DATA FOR REVIEW Start Marker

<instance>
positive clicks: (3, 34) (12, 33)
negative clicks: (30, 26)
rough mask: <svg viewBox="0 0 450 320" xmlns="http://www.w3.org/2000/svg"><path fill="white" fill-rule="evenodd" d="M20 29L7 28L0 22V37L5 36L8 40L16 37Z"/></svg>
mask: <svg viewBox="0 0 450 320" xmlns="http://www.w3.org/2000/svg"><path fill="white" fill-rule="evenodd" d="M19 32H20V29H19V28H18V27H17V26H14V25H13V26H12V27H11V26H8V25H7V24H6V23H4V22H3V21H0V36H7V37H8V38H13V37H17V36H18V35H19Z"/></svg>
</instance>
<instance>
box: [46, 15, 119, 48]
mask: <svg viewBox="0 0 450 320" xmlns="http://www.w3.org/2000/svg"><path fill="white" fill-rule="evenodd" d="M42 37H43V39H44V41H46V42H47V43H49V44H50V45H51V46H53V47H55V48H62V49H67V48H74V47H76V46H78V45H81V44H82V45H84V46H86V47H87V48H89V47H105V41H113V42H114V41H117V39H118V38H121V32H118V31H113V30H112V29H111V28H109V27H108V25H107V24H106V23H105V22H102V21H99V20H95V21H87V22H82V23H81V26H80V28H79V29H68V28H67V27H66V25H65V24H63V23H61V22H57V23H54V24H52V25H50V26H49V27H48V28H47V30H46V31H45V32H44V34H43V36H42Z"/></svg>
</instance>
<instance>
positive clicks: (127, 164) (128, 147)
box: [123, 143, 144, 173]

DATA FOR REVIEW End Marker

REQUIREMENT - Where the string "clicks" occurs in a line of the material above, copy the whole line.

SOLVED PROBLEM -
positive clicks: (3, 34) (12, 33)
negative clicks: (30, 26)
positive clicks: (127, 164) (128, 147)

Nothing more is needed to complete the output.